[personal profile] cosmolinguist

Big immigrant moods here:

The book has me thinking about what it means to have a history somewhere, not just to be known by the people around you, but to know that they know your parents and grandparents too. To have a relationship with a place that goes back not years or decades but generations. When I take my kids to the playground, we are surrounded by people who, like me, have followed various currents of migration, people who are far away from the places or cultures that birthed them. One dad is Turkish, his wife is Ukrainian. They moved here to escape the war and now they worry constantly about her family. Their son, who is two, cycles through three or four languages in a single sentence. Another dad is from Nigeria; he has twins the same age as mine and he told me, laughing, that their last flight home was so miserable they’ve decided not to go again for at least a few years. (I so get this laugh, and also the heartache behind it.)

The flight can be so miserable for me on my own. I remember once watching a young woman try to wrangle a toddler on a flight and I thought If I had kids that'd be me. Ugh. And as sad as I am that my parents aren't grandparents because they'd be excellent at it, I also realized that they'd see the babies for two weeks a year just like they saw me two weeks a year, and it would feel like so much to me and hardly anything to them. I couldn't imagine getting to decide not to make that trip for a few more years because the flight had been so miserable; I'd never hear the end of it.

I never planned to stay in Appalachia. When I was seventeen, I worked as a cashier at the local K-Mart and customers would come through my line with their gallon of milk and their bag of potting soil and their box of ammunition and their Martha Stewart brand bed sheets and I’d ask how their day was going and they’d look at me and say, “Now, where are you from?” I was so pleased by this question. “Here,” I would answer, and smile at their surprise. I learned early to tone down my accent. Because even in our very homogenous part of the world, I knew that how I spoke conveyed something about who I was—or who I wanted to be. And I wanted a life that was bigger than Appalachia.

I once got accused of being from Wisconsin when I was in college -- a small school in western Minnesota, it was almost all Minnesotans: either people from within a hundred-mile radius of it, or people from the Twin Cities (my favorites of whom hated that the rest of us called it all "the Cities" and really wanted us to care whether they were from Plymouth or Wayzata or whatever, good luck with that!) -- because I'd taught myself to say "soda" instead of "pop." I too wanted to run from how my speaking portrayed me. Joke's on me: now it hurts when people don't believe I'm from there, I can't do the accent well enough even if I try! Now I know the source of linguistic discrimination isn't inherent in us but is socially determined like so many other things, I am fierce in my speech and longing for my native accent never goes away entirely. But when I was a teenager, it was also for me a sign that I had my sights on things I thought "bigger" and "better."

**CHALLENGES**
(a) In the post about immigrant moods, what job did the person in the quoted book passage have at seventeen?
(b) Restate the stretch of the immigrant moods post from "I never planned" through "bigger than Appalachia.", putting "stock clerk" in place of "cashier".

**SUPPLIED ENTRIES**
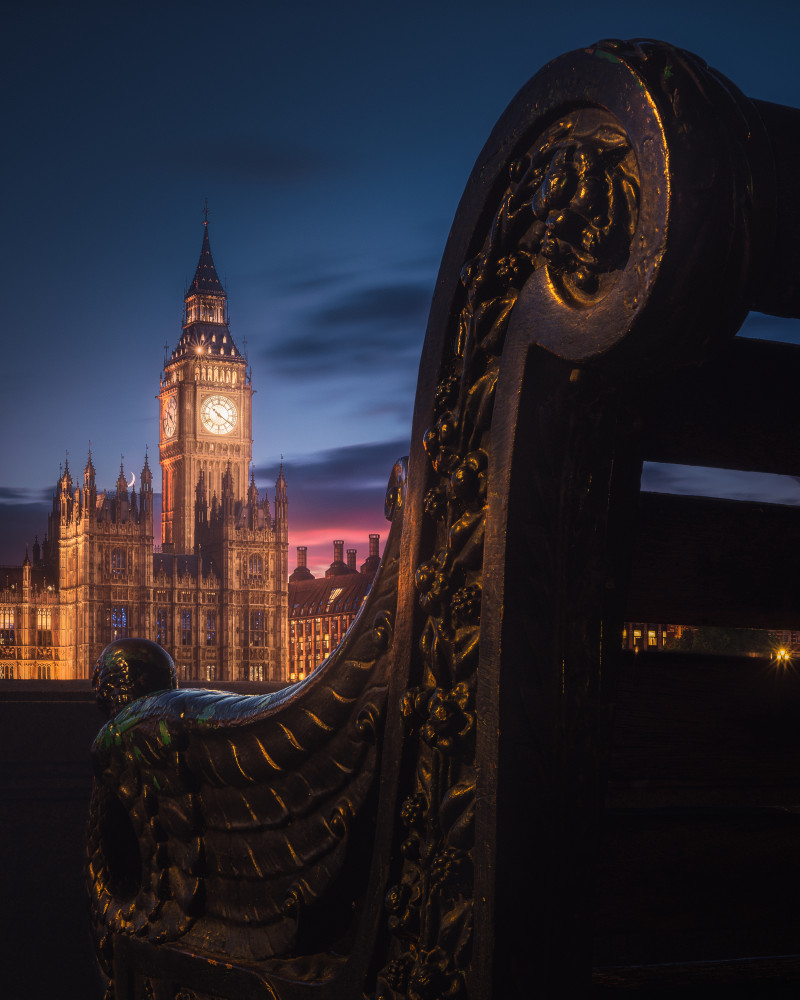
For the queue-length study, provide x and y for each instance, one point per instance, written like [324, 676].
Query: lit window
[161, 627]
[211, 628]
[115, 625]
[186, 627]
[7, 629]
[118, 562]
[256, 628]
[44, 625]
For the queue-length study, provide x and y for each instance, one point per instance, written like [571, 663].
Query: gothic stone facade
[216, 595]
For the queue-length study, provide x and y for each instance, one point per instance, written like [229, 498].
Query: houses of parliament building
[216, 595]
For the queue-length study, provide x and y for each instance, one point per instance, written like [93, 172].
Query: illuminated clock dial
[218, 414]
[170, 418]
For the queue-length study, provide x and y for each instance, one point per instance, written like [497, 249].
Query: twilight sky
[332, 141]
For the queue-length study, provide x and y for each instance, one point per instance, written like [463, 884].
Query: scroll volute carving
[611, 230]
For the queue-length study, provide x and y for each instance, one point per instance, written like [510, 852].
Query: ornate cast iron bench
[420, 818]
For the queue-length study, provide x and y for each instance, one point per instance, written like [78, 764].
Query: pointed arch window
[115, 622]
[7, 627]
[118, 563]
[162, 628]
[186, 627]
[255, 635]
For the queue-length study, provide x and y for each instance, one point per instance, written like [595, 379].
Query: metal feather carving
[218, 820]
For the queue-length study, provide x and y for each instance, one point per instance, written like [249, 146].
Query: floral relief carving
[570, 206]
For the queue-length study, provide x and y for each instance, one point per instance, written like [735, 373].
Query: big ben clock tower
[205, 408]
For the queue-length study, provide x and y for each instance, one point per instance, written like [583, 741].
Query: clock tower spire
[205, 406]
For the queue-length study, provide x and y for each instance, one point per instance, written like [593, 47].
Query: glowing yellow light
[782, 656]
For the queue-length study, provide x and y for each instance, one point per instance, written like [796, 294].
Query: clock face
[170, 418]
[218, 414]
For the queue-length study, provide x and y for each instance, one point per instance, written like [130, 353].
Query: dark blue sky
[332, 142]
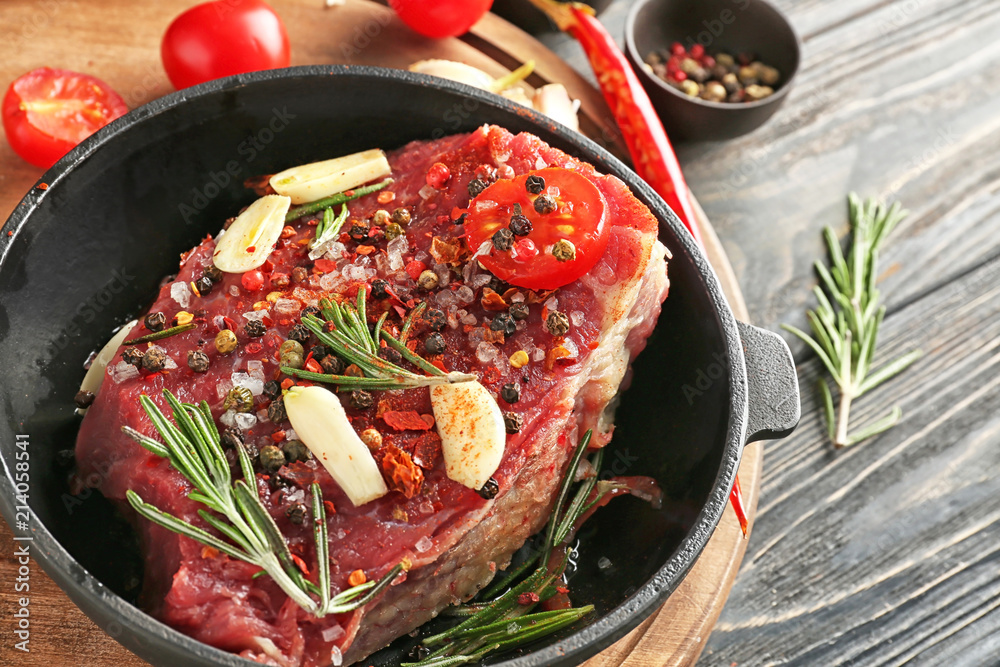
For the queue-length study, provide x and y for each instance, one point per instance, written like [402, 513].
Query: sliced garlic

**SOLUTIONS TO THE PROBLEMS**
(a) A cashier at the local K-Mart.

(b)
I never planned to stay in Appalachia. When I was seventeen, I worked as a stock clerk at the local K-Mart and customers would come through my line with their gallon of milk and their bag of potting soil and their box of ammunition and their Martha Stewart brand bed sheets and I’d ask how their day was going and they’d look at me and say, “Now, where are you from?” I was so pleased by this question. “Here,” I would answer, and smile at their surprise. I learned early to tone down my accent. Because even in our very homogenous part of the world, I knew that how I spoke conveyed something about who I was—or who I wanted to be. And I wanted a life that was bigger than Appalachia.